Extracted material =>
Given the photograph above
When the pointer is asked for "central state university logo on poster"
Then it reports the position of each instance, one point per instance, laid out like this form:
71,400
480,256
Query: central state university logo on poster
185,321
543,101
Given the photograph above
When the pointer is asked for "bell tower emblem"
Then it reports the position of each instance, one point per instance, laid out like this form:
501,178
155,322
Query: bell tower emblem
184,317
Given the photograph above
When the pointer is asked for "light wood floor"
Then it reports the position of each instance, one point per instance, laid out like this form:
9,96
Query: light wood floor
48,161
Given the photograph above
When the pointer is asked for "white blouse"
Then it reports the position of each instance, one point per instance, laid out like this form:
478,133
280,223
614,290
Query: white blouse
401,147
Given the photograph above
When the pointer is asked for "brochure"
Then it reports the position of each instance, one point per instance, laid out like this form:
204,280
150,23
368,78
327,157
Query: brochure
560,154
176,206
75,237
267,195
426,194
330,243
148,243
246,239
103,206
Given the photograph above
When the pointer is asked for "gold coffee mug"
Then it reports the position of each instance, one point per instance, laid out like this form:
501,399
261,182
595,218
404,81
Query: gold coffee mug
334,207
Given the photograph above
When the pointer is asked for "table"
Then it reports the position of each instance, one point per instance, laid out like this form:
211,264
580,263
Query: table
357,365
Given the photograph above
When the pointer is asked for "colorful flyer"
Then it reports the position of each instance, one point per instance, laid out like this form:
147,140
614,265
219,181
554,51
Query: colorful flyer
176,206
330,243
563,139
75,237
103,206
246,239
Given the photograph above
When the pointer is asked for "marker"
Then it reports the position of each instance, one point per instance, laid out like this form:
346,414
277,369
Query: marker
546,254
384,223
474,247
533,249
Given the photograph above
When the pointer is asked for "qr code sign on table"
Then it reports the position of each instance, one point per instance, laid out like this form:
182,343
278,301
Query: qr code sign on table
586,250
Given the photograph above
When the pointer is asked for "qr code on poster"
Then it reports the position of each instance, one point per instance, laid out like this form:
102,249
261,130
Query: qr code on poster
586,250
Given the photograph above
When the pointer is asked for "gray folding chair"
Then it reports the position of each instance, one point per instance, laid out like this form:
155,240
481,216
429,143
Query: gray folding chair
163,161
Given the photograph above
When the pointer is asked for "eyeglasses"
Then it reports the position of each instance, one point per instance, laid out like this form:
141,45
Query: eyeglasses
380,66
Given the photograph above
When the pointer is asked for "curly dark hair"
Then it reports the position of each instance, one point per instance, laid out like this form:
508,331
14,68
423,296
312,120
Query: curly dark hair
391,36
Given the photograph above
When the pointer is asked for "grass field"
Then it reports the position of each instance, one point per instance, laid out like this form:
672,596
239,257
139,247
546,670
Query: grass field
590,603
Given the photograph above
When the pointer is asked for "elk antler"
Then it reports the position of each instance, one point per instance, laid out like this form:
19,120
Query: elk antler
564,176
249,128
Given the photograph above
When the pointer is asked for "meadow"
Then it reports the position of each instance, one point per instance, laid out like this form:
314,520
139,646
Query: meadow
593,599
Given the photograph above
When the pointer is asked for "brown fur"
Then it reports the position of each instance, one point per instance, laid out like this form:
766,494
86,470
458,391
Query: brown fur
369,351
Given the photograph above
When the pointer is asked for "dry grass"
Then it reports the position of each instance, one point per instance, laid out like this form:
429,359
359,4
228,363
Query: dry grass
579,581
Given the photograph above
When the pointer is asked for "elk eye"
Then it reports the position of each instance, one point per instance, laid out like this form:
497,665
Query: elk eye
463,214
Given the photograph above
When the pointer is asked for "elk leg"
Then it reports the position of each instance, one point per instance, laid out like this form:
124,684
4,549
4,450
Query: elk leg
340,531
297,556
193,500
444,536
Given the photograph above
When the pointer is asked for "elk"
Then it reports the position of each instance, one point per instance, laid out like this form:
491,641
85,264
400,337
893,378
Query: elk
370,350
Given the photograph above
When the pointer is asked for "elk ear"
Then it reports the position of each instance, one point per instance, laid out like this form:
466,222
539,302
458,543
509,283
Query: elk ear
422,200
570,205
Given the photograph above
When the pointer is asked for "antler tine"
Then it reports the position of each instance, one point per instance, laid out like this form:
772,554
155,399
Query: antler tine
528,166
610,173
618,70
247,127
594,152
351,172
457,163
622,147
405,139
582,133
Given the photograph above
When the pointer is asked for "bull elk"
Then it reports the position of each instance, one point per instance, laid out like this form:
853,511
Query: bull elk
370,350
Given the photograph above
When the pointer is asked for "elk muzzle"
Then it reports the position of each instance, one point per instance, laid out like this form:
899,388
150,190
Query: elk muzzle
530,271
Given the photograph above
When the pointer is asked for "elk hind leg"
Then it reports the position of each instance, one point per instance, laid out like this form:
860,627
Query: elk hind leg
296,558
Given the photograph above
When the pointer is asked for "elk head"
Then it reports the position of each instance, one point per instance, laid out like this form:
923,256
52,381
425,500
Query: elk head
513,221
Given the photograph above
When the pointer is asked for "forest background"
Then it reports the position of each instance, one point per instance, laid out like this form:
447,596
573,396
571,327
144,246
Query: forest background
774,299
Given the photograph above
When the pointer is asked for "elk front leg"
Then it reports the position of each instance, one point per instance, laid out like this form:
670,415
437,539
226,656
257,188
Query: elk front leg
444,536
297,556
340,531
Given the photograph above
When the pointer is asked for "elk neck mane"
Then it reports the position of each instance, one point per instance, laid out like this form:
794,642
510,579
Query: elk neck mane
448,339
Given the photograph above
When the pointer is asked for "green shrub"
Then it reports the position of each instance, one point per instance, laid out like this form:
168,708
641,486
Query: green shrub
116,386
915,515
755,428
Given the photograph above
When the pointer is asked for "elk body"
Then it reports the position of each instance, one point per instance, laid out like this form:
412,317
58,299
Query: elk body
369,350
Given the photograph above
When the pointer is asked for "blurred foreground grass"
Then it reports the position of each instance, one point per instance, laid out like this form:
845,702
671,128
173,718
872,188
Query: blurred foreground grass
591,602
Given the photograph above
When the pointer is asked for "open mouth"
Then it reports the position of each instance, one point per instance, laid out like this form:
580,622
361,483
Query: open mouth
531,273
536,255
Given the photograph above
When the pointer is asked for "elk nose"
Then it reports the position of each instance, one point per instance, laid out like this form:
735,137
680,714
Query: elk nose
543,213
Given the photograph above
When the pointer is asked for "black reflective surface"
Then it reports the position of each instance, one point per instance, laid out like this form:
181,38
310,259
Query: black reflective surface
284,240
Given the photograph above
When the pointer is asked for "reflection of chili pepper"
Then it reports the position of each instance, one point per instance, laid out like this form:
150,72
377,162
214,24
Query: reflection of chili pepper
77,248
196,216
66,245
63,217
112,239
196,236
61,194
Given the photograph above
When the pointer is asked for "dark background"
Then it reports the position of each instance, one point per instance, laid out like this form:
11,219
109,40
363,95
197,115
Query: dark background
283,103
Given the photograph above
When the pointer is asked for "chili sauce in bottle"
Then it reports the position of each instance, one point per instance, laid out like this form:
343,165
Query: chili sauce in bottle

To do => All of the material above needs to be retyped word for word.

Answer to this problem =>
Given the photograph above
When the pointer is asked for "central state university logo on poster"
Then it reports the position of each instance, one point per instance, laid out like this form:
71,400
480,256
Query: central state university logo on poster
185,321
543,101
Given the photograph above
When the pointer is asked for "bell tower emblem"
Then it reports the position of each instance, one point per instance, laid out like this form:
501,178
155,322
Query: bell tower emblem
184,317
Given the photograph above
When the pointer is asked for "light wood floor"
Then it reports the position of each instance, one point per instance, laid out like this form:
9,96
Query: light wood floor
48,161
Given the photograph above
When the pointer is asked for "white blouse"
Then it reports the position of each instance, one point per instance, laid out like this form:
478,133
280,223
614,290
Query: white blouse
401,147
Given the photograph above
When the pointer is asked for "brochure"
Then it reports the position of each instance, one point per instance, laid out like this form:
204,280
150,23
368,78
327,157
Query: brochure
560,154
176,206
75,237
267,195
426,194
330,243
148,243
246,239
103,206
Given the photograph above
When the pointer is asked for "gold coffee mug"
Then it reports the position of each instance, one point per instance, laid out like this form:
501,399
261,182
595,218
404,81
Query: gold coffee mug
334,207
Given the photograph above
When the pointer is asked for "table"
Then it reports the position of each instance, one point per instance, laid out like this form:
211,264
580,263
Query: table
357,365
Given the photograph above
When the pointer is asked for "colorful flyer"
Then it reports the position of each instance, one point per instance, laid out like this form:
147,140
614,265
219,181
554,51
Query: colorful flyer
176,206
330,243
563,139
75,237
103,206
246,239
Given the photograph above
When the pointer is asked for "marker"
Then it reports the position of each instance, one point per instance, laid out like this form:
346,414
277,369
Query: marker
546,254
384,223
474,247
533,249
Given the photograph above
When the pointer is asked for "qr code sign on table"
Then it reports the position of each instance, one point per instance, laid out like this form:
182,343
278,301
Query: qr code sign on table
586,250
Given the photograph above
When the pointer is asked for "qr code on poster"
Then it reports the position of each instance, one point per instance, laid out like this form:
102,249
261,130
Query: qr code on poster
586,250
Given the photograph above
When the pointer is asked for "gray folding chair"
Then it reports the position of each instance, one point per instance, laid out like this form:
155,240
481,216
429,143
Query: gray folding chair
163,161
Given the photograph above
When the pointer is asked for "eyeglasses"
Then it reports the position of each instance, one point per instance, laid out like this form:
141,45
Query: eyeglasses
380,66
Given the photograph above
When the pointer is asked for "curly dark hair"
Then it reports the position of each instance, one point per instance, laid out like this form:
508,331
14,68
423,296
312,120
Query: curly dark hair
391,36
Given the photograph above
When the pointer is asked for "grass field"
Then it reports the position of each instance, one point per instance, laid out like this form:
672,596
239,257
139,247
546,670
Query: grass field
590,603
Given the photograph above
When the pointer is asked for "elk antler"
Then it reports the position of each instance, one point per instance, laid out like this form:
19,120
Query: elk antler
564,176
249,128
Given the photograph above
When the pointer is asked for "meadow"
Then it reports the position of each instance, one point per instance, laid out like this form:
314,520
139,646
Query: meadow
593,599
Given the photograph above
When the pointer is asked for "brown fur"
Then it reports the position of each instance, one point per instance, laid out like this form:
766,494
86,470
458,391
Query: brown fur
369,351
Given the photograph above
When the pointer is asked for "dry grass"
Then it reports the position of each instance, one point per instance, laid out like this form:
429,359
359,4
228,363
Query: dry grass
579,581
Given the photograph above
When the pointer is asked for "elk eye"
Then it reports the position of each instance, one point per instance, laid out like this form:
497,665
Query: elk eye
463,214
Given the photograph above
When the pointer is asked for "elk leg"
Then it reports the position of each instance, one point per instance, laid out like this form:
124,684
4,549
4,450
Query: elk leg
340,531
297,556
193,500
444,536
Given the photograph above
When the pointer is asked for "elk"
Then it reports the position of each instance, one point per instance, laid out like this form:
491,641
85,264
400,337
893,378
Query: elk
370,350
Given the photograph above
When the pointer is asked for "elk ear"
Then it reports the position of each instance, one point per instance, laid out like this form:
466,222
539,302
458,543
509,283
Query: elk ear
422,200
570,205
Given the photograph above
When the pointer is asked for "antler tine"
Then it reports the position of each instance, one point per instance, laid out like this form:
772,554
155,399
Query: antler tine
528,166
610,173
618,70
247,127
594,152
351,172
457,163
622,147
405,139
582,133
Given the photograph above
When the pointer is asked for "bull elk"
Then it reports the position of each instance, one point per instance, laid out like this form:
853,511
Query: bull elk
370,350
Given the photograph above
When the pointer is asked for "elk muzzle"
Then it reports the position of each instance, one point per instance, laid out like this form:
899,388
150,190
Query: elk muzzle
530,271
Given the photograph above
When the pointer is asked for "elk hind leg"
Then it reports the position of each instance, one point per instance, laid out like this form:
860,627
Query: elk hind leg
296,558
Given the photograph above
When the pointer is asked for "elk head"
Then it reports the position of each instance, one point per instance, laid out like this form:
923,256
52,381
425,500
Query: elk head
513,221
Given the photograph above
When the pointer is asked for "forest background"
Then it reports the position of each instance, one point per instance, laid out like this form:
447,596
573,396
571,327
144,246
Query: forest background
774,299
Given the photograph above
When the pointer is asked for "elk front leg"
Then it reports the position of each instance, one point per instance, laid out like this form:
670,415
437,539
226,656
257,188
Query: elk front leg
444,536
297,556
340,531
Given the photograph above
When the pointer is asked for "elk neck mane"
Then it reports the position of each instance, one point per instance, laid out like this form:
794,642
510,579
Query: elk neck mane
448,339
Given the photograph above
When the pointer is asked for "green shrub"
Then it reports the position of each instance, one point per instance, laid out like this form:
168,708
641,486
Query: green shrub
116,386
915,515
755,428
Given the photograph above
When the pointer is asked for "elk body"
Then it reports the position of each instance, one point per instance, laid out like this form:
412,317
58,299
Query: elk body
369,350
Given the photograph above
When the pointer is asked for "blurred foreground grass"
Then it reports the position of each instance, one point per instance, laid out like this form:
845,702
671,128
173,718
872,188
Query: blurred foreground grass
591,602
Given the photograph above
When the pointer is asked for "open mouth"
Then it reports the position of each instance, one point per instance, laid out like this form:
580,622
361,483
Query: open mouth
531,273
536,255
Given the photograph above
When the pointer is asked for "elk nose"
Then it reports the position of each instance, one point per instance, laid out like this form:
735,137
680,714
Query: elk nose
543,213
Given the photograph above
When the pointer is asked for "black reflective surface"
Then it reports the position of each instance, one point per instance, laid out like this form:
181,38
310,259
Query: black reflective surface
284,240
Given the photograph above
When the pointer is asked for "reflection of chili pepper"
Then it reports the position of each instance, one point per instance, laid out like this form:
150,72
377,162
214,24
Query: reflection of chili pepper
77,248
196,216
66,245
63,217
112,239
196,236
61,194
Given the photograph above
When the pointer is asked for "dark background"
Then it reports the position of each instance, one point per instance, laid out like this form:
11,219
109,40
363,95
197,115
Query: dark background
283,103
Given the photograph above
When the pointer is asked for "chili sauce in bottle"
Then it reports the position of each instance, one point per instance, laid out like this form:
343,165
Query: chili sauce in bottle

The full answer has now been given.